**Work task**
Your copy should hold every record verbatim and none of the pictures.

Image point grounding data
━━━━━━━━━━

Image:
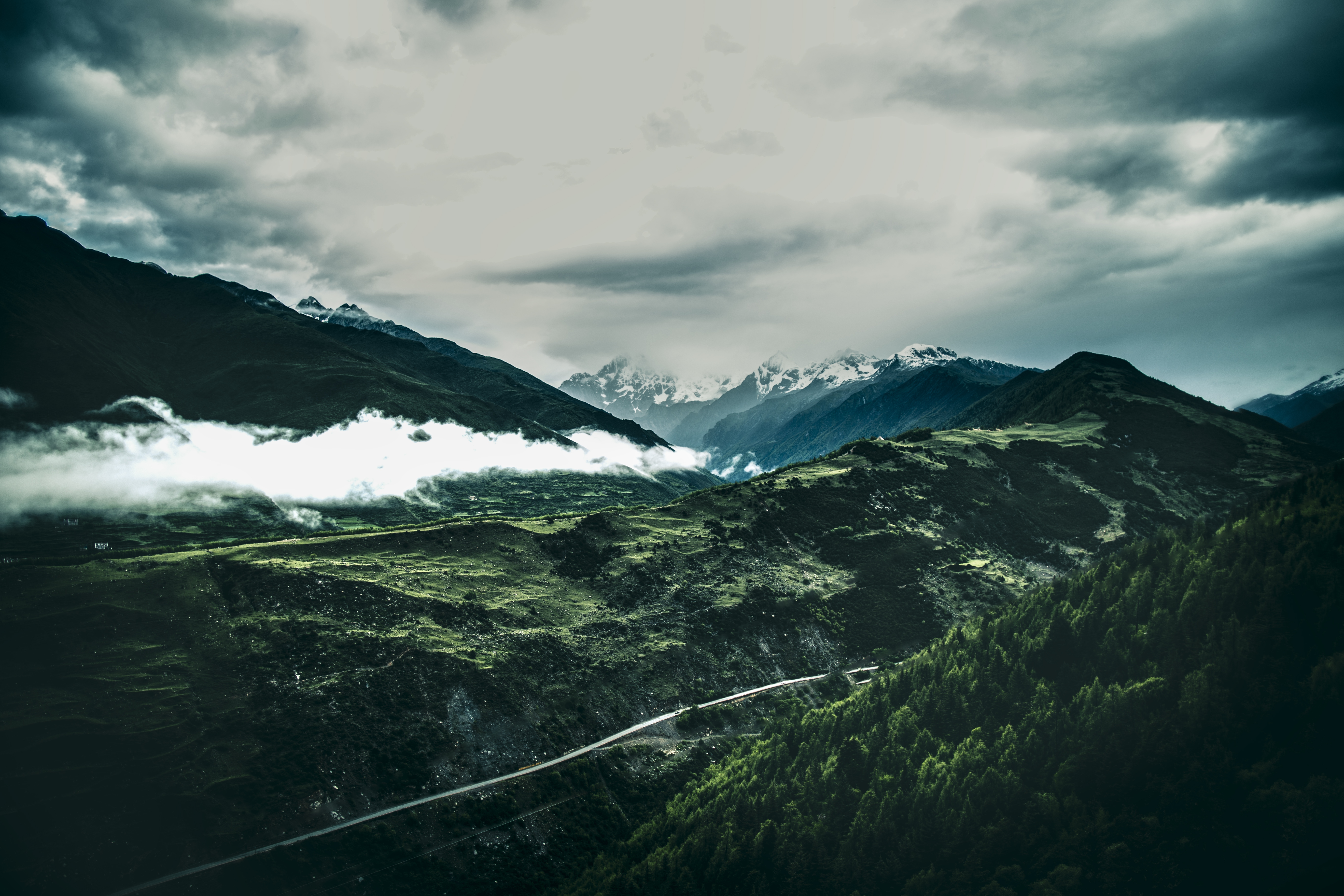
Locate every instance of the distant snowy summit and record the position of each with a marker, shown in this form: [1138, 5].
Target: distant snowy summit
[1303, 405]
[628, 389]
[683, 409]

━━━━━━━━━━

**Exercise result**
Image:
Locate every instance of the distant snowy summit and record the position of each with a marker, shown in this form: [1138, 5].
Target: distant snowy summit
[1303, 405]
[628, 389]
[683, 409]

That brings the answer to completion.